### TEXTE D'ÉTUDE
^^^^^^^^^^^^^^^^

Pour terminer, en cette année sacerdotale, vous me permettrez d’adresser un message particulier à nos prêtres si nombreux ce soir. Un message d’amitié d’abord et un message d’encouragement. La semaine prochaine plus de deux cents quatre-vingt d’entre nous iront en pèlerinage à Ars pour célébrer le cent cinquantième anniversaire de la mort du saint Curé. Nous n’avons pas l’illusion de reproduire la vie et la pastorale du curé d’Ars à Paris au XXIème siècle. Mais nous avons l’espérance que l’exemple de sa sainteté nous fortifiera dans notre responsabilité présente au service de l’Église. Je sais, par expérience, qu’il n’est pas facile tous les jours d’être prêtre à Paris. Mais je sais aussi que notre ministère est source de grandes joies. Et je pense avec une affection particulière à ceux d’entre nous qui sont atteints par l’âge ou la maladie et à ceux qui ont accepté de partir en mission hors du diocèse.
Je profite de l’occasion pour vous associer à l’action de grâce de deux prêtres qui sont présents dans cette cathédrale, et qui ont été ordonnés il y a juste soixante et soixante-cinq ans ! Je suis également heureux que Mgr Jacques Benoit-Gonnin célèbre cette messe chrismale avec nous. Il vient d’être nommé évêque de Beauvais, Noyons et Senlis, et est encore pour quelques jours curé de la paroisse de La Trinité.

^^^^^^^^^^^^^^^^

### Données d'expressions référentielles
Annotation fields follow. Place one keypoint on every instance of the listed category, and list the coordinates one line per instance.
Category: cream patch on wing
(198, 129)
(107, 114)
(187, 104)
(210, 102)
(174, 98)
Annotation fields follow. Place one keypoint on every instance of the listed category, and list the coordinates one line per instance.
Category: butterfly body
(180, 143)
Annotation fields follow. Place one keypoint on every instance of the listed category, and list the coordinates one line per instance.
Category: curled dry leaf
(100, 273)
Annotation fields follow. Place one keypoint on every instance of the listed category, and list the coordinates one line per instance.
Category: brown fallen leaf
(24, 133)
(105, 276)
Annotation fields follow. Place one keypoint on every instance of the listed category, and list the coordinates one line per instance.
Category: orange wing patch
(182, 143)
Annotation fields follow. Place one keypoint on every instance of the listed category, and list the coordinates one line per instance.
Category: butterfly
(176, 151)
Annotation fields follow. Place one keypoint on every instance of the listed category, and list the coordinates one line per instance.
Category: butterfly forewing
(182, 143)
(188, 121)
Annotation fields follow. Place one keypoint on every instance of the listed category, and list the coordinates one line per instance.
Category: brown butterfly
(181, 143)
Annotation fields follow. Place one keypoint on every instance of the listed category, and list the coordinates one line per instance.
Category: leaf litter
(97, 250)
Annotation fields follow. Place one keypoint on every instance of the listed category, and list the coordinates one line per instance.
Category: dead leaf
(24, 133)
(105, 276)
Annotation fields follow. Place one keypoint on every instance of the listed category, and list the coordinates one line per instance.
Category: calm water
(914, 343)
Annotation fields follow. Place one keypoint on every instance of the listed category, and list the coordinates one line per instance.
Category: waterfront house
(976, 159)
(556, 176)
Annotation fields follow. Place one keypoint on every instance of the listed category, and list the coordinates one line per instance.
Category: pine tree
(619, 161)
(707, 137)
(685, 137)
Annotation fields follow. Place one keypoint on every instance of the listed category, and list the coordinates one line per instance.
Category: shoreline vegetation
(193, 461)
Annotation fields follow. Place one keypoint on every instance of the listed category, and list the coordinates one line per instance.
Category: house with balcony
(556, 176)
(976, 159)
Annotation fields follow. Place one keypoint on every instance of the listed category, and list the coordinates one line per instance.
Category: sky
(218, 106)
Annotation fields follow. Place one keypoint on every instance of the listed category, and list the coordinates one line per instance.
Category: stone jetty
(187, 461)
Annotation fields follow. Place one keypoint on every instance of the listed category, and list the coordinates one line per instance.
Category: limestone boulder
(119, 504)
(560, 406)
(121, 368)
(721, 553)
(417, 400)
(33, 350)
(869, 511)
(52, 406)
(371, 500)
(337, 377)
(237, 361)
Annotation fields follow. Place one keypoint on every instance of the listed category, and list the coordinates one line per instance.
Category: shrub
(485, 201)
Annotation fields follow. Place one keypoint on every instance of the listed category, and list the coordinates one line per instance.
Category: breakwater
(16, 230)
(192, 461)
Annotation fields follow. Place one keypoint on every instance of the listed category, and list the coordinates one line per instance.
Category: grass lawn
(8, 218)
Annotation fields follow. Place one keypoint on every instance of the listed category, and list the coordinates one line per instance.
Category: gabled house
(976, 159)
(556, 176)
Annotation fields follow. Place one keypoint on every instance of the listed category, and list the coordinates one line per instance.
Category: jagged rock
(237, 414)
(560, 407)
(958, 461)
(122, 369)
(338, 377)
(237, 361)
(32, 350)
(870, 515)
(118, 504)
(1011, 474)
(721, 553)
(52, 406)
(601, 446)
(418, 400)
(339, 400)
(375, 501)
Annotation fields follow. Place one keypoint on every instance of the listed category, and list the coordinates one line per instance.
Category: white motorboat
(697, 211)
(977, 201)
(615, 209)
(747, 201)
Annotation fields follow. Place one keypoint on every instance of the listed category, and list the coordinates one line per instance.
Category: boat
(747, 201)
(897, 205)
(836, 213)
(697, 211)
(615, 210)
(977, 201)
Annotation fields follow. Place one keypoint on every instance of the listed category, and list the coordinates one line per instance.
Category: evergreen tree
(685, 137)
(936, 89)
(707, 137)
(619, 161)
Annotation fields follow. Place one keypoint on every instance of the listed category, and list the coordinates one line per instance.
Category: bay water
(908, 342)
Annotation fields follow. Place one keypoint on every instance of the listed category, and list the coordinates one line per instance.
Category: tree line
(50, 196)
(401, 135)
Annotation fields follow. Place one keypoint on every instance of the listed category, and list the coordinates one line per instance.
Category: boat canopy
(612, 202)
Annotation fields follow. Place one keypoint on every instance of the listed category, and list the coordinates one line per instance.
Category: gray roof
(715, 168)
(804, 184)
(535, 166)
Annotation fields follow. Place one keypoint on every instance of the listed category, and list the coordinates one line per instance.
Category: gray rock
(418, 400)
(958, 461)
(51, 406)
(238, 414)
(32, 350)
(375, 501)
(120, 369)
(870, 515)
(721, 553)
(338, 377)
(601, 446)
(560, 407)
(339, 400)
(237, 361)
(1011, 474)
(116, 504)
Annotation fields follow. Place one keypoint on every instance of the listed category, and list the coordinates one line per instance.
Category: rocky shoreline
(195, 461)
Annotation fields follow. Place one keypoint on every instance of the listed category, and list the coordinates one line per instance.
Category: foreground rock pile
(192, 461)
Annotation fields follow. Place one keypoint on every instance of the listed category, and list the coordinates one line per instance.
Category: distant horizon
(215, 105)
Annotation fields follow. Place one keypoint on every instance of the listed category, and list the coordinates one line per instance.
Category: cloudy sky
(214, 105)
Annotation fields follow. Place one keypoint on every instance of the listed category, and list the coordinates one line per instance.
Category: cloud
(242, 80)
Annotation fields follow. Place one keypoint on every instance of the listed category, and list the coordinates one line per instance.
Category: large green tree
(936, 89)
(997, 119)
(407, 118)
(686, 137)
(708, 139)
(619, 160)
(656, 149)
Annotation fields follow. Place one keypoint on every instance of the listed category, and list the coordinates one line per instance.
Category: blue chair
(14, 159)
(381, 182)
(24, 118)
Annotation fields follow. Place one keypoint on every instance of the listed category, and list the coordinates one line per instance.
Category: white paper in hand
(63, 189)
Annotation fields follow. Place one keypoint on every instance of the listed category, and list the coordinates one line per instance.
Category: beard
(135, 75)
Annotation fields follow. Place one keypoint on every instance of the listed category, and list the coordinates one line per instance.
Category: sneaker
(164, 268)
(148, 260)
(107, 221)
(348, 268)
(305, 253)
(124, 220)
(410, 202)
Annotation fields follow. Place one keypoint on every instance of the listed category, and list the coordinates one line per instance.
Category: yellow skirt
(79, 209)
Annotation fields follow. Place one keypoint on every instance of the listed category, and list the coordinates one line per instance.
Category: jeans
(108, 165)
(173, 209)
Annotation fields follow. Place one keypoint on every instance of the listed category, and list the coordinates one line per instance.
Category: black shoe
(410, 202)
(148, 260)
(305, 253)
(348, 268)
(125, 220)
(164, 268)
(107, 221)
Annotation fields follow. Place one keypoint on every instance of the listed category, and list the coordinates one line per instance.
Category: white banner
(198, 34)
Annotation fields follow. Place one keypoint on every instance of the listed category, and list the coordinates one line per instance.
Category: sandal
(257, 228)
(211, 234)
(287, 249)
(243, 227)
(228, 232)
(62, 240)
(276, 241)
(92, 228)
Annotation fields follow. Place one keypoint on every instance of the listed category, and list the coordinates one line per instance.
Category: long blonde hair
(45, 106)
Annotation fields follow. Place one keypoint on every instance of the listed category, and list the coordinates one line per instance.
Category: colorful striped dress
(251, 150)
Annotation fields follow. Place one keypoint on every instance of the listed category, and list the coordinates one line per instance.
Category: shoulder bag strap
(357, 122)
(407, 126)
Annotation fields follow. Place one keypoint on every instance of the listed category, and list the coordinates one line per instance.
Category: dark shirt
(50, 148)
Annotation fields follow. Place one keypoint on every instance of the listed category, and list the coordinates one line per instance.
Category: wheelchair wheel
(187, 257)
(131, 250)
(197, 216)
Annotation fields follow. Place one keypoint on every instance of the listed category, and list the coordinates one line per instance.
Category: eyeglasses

^^^^^^^^^^^^^^^^

### LISTE DES CONSIGNES
(a) Indiquez si chacun des énoncés suivants s'accorde avec le texte d'étude, en répondant par oui ou par non et en citant exactement les mots décisifs du texte. (i) Le pèlerinage à Ars doit avoir lieu la semaine prochaine. (ii) Le texte affirme qu'être prêtre à Paris est facile tous les jours. (iii) Mgr Jacques Benoit-Gonnin vient d'être nommé évêque de Beauvais, Noyons et Senlis.
(b) Recopiez le passage du texte d'étude qui va de « Je profite de » jusqu'à « de La Trinité. » inclus.

### CORRIGÉ DES EXERCICES
(a)
(i) Oui : « La semaine prochaine plus de deux cents quatre-vingt d’entre nous iront en pèlerinage à Ars ».
(ii) Non : « il n’est pas facile tous les jours d’être prêtre à Paris ».
(iii) Oui : « Il vient d’être nommé évêque de Beauvais, Noyons et Senlis ».

(b)
Je profite de l’occasion pour vous associer à l’action de grâce de deux prêtres qui sont présents dans cette cathédrale, et qui ont été ordonnés il y a juste soixante et soixante-cinq ans ! Je suis également heureux que Mgr Jacques Benoit-Gonnin célèbre cette messe chrismale avec nous. Il vient d’être nommé évêque de Beauvais, Noyons et Senlis, et est encore pour quelques jours curé de la paroisse de La Trinité.